» **Task goal**:
Using the listing, work out the number of lines where "test" shows up, and answer with that number alone.

» **Available data**:
= = =

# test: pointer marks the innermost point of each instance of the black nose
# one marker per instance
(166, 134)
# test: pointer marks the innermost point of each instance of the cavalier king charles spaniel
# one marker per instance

= = =

» **Response below**:
2